RECORDS FOR THIS TASK

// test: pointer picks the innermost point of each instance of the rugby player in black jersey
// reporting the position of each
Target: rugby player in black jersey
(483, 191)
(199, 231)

EXERCISE AIM
Reproduce each of the records above verbatim, line by line.

WRITTEN REPLY
// test: pointer picks the innermost point of each instance of the rugby player in black jersey
// reporting the position of each
Target: rugby player in black jersey
(483, 191)
(199, 231)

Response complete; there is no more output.